* **What is needed**:
Answer these questions from the post about the Time Warner cable line below, one per line:
1. How long had the bright-orange cable line been lying across the yard?
2. Which part of the yard was surveyed?
3. Why does the writer say the improper survey is not Time-Warner's fault?

* **Selected excerpt**:
□ □ □ □ □ □ □
Time-Warner Is Always Right, You Idiot

The Customer Is Always Wrong
Time Warner does it again!

But First, The Survey And The Burial

So, sometime day before yesterday our yard was surveyed so the bright-orange cable line that’s been lying across our yard and down the hill to the street-side cable hookup for the past three weeks can finally be buried. Three weeks was long enough, and I’ve gotten tired of mowing around the thing, so we think it’s great to see a little paint on the lawn.

But wait, it’s not great. They only surveyed outside our fence. Why? Fear of a dog in our back yard (we don’t have one)? They also didn’t bother knocking or ringing our obnoxiously-loud doorbell to ask, either, because we were home all day.

So who knows what’s going to happen. We decide to wait and see, since calling anyone at Time-Warner almost always leads to more confusion and delay. And yeah, we know that it’s not Time-Warner’s fault the survey wasn’t done properly, because they’re not the ones that do the surveys. But we also have years of experience interacting with them, and calling Time-Warner to ‘fix’ something is rarely straightforward or simple…as you’ll soon read (again).
□ □ □ □ □ □ □
* **Extracted information**:
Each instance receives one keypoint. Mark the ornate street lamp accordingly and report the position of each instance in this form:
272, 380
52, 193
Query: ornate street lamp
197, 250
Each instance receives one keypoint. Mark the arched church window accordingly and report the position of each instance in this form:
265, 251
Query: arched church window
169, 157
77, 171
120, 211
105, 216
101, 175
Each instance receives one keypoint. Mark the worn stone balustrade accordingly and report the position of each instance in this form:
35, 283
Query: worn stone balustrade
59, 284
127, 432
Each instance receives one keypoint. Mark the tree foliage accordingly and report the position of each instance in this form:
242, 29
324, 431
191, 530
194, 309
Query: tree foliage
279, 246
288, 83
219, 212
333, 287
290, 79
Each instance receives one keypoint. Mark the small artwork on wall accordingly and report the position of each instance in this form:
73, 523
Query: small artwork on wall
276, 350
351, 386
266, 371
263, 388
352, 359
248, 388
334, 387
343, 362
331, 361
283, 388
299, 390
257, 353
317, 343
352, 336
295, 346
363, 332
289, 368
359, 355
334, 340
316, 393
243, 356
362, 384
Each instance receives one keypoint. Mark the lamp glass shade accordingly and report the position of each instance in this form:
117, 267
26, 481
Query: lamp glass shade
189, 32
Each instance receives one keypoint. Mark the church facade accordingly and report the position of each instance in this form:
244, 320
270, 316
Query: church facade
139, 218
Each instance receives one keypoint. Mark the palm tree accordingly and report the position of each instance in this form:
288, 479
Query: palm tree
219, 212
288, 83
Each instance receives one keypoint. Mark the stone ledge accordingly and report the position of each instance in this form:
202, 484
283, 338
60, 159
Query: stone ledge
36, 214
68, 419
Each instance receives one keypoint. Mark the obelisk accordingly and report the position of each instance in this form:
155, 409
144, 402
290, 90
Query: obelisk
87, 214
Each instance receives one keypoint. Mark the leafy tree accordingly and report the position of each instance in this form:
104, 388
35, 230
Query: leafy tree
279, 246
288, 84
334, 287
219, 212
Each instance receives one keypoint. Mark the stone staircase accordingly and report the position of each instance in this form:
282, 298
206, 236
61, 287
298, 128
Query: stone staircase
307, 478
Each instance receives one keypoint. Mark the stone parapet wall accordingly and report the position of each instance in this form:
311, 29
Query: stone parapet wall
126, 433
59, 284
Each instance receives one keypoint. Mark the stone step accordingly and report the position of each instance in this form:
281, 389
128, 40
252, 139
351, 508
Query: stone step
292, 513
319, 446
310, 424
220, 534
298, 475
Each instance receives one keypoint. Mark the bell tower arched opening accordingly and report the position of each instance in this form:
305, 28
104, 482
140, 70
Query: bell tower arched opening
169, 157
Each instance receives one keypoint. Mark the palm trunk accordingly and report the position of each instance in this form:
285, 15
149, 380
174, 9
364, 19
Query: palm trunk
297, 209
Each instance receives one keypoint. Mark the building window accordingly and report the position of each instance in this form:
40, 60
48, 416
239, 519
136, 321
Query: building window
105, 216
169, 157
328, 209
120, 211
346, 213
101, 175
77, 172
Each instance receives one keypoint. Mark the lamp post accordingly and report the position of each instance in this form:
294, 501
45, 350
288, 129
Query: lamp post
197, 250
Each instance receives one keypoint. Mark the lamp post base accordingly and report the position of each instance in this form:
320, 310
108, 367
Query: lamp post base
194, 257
□ □ □ □ □ □ □
* **Solved exercise**:
1. Three weeks.
2. Only the part outside the fence.
3. Time-Warner is not the one that does the surveys.